§ Your assignment
For each line below, check whether "logo" is present. Report how many lines have it, nothing else.
[[ Data supplied open ]]
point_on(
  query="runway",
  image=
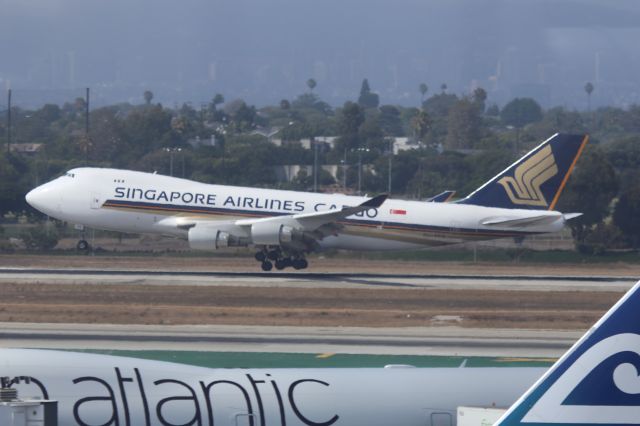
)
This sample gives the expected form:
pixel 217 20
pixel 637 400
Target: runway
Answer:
pixel 439 336
pixel 318 280
pixel 350 340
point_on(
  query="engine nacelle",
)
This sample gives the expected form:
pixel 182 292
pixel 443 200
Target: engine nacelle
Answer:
pixel 273 234
pixel 205 237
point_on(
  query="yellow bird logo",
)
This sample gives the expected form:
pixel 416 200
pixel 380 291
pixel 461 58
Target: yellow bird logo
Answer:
pixel 524 187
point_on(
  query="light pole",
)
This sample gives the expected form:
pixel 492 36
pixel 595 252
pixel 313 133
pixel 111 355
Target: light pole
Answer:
pixel 344 172
pixel 9 124
pixel 390 160
pixel 171 151
pixel 360 151
pixel 315 164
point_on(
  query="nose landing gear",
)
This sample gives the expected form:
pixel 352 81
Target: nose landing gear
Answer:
pixel 83 245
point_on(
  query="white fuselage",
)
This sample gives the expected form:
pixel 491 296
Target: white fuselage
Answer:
pixel 98 389
pixel 137 202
[[ Data supplied closed ]]
§ Output
2